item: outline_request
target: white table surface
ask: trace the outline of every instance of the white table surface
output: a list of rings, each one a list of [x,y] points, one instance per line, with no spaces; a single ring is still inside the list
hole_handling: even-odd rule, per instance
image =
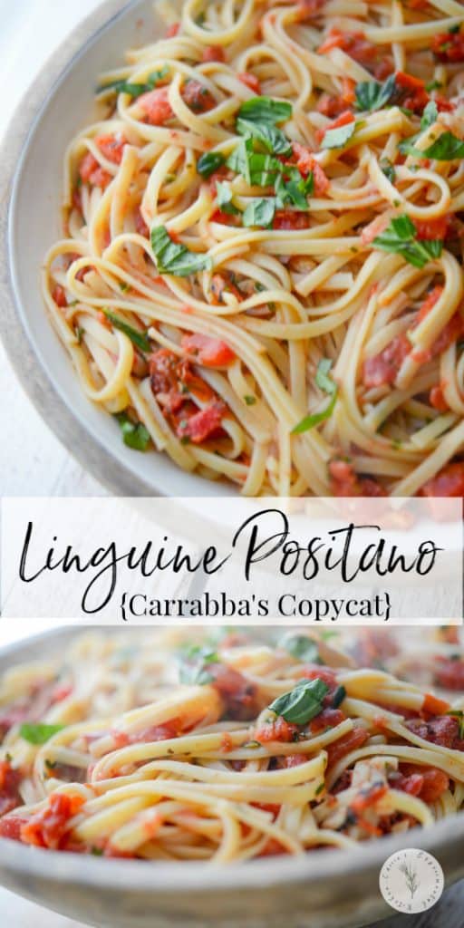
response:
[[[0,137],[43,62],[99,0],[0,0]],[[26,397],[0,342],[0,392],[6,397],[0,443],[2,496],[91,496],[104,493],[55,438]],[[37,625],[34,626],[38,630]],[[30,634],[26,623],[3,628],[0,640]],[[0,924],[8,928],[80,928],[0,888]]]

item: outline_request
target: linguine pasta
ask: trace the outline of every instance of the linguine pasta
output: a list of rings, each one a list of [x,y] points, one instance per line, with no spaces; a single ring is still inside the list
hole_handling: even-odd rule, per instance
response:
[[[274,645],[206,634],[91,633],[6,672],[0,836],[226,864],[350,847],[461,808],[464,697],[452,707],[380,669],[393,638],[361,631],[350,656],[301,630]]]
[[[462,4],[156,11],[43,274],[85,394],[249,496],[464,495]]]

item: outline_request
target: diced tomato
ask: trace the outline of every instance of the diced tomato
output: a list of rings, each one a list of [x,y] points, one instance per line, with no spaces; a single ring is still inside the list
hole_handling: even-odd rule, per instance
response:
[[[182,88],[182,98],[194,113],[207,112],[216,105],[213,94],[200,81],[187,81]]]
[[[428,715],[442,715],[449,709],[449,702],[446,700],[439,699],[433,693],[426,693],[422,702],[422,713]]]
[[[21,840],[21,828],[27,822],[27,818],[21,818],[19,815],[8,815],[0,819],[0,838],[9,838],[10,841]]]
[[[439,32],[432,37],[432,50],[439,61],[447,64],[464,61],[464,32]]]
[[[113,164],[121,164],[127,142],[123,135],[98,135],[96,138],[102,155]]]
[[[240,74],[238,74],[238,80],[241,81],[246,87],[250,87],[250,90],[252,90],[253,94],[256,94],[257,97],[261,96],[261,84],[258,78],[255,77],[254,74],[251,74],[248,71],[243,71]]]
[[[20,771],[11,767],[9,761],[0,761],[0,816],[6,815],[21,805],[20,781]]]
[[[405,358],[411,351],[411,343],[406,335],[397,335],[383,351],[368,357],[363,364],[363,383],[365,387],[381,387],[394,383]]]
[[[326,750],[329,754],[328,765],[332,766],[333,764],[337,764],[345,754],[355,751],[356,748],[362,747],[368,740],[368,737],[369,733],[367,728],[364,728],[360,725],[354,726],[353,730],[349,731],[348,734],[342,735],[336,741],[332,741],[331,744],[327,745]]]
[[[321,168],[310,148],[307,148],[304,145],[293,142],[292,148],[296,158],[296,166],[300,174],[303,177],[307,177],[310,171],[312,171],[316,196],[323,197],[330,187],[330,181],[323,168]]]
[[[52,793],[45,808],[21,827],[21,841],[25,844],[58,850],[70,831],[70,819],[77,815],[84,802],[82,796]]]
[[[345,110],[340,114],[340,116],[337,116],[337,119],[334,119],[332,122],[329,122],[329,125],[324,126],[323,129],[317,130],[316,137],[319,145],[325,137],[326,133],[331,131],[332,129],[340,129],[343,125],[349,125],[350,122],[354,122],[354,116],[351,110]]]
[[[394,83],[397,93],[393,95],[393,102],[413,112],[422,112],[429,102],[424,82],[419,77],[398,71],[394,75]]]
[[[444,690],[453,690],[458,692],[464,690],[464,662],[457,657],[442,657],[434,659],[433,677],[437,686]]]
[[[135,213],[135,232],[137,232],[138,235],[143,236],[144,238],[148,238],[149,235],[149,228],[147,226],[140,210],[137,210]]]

☆ ☆ ☆

EXERCISE | Starting with the first line of the rows and stopping after the line that contains "[[[462,4],[156,11],[43,274],[85,394],[249,496],[464,495]]]", lay out each line as a Markdown table with the columns Number and Line, skipping blank lines. Leave any pictures out of the answer.

TASK ANSWER |
| Number | Line |
|---|---|
| 1 | item: outline_request |
| 2 | target: white table surface |
| 3 | ask: trace the outline of every instance of the white table surface |
| 4 | output: a list of rings, each one a list of [x,y] points, one instance per line, with no spaces; a single ring is still inside the list |
| 5 | hole_handling: even-odd rule, per instance |
| 6 | image = |
| 7 | response: |
| 8 | [[[0,137],[43,62],[99,0],[0,0]],[[26,397],[0,342],[0,392],[6,397],[0,443],[2,496],[91,496],[104,493],[55,438]],[[37,625],[34,626],[38,630]],[[30,634],[26,623],[3,628],[0,640]],[[0,924],[8,928],[80,928],[0,888]]] |
| 9 | item: outline_request |
| 10 | target: linguine pasta |
| 11 | ask: trace the outline of every instance of the linguine pasta |
| 12 | output: a list of rings, each one a list of [x,y] points, one instance per line, with no spaces; a single ring is still inside the list |
| 13 | hole_handling: even-odd rule, per instance |
| 14 | response: |
| 15 | [[[274,645],[206,634],[91,633],[6,672],[0,836],[226,864],[350,847],[461,808],[464,697],[452,707],[380,669],[393,638],[361,631],[350,656],[301,630]]] |
| 16 | [[[462,4],[156,11],[43,274],[85,394],[249,496],[464,495]]] |